▸ **Information supplied**:
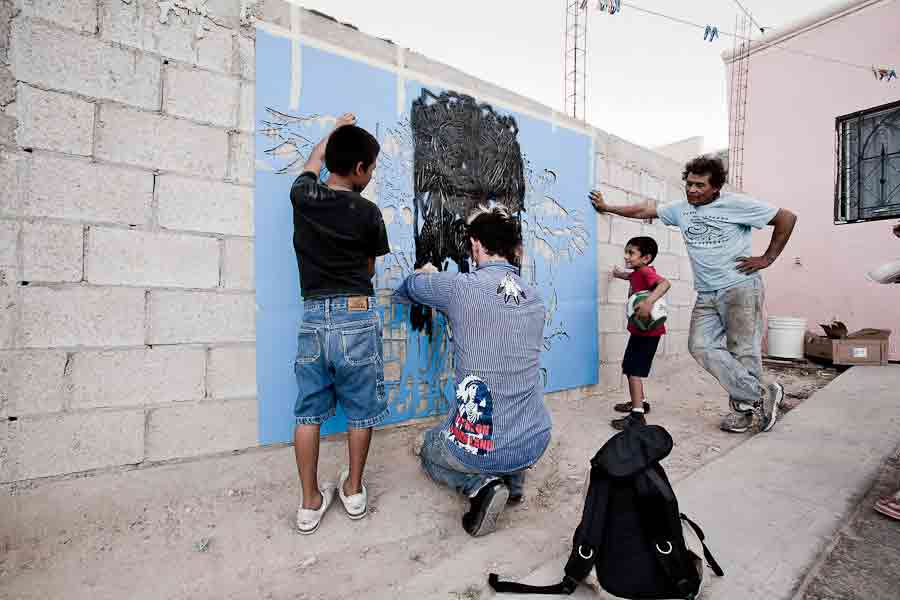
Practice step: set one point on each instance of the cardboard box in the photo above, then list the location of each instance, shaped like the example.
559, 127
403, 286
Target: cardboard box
864, 347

▸ **Exercise goal**: Report each line in the records that contains the word "cardboard", copying every such line in full.

▸ **Result of the task**:
Practice step: set one point on each instance of the cardboard box in the photo above, then list the location of each instance, shaped like the example.
Target: cardboard box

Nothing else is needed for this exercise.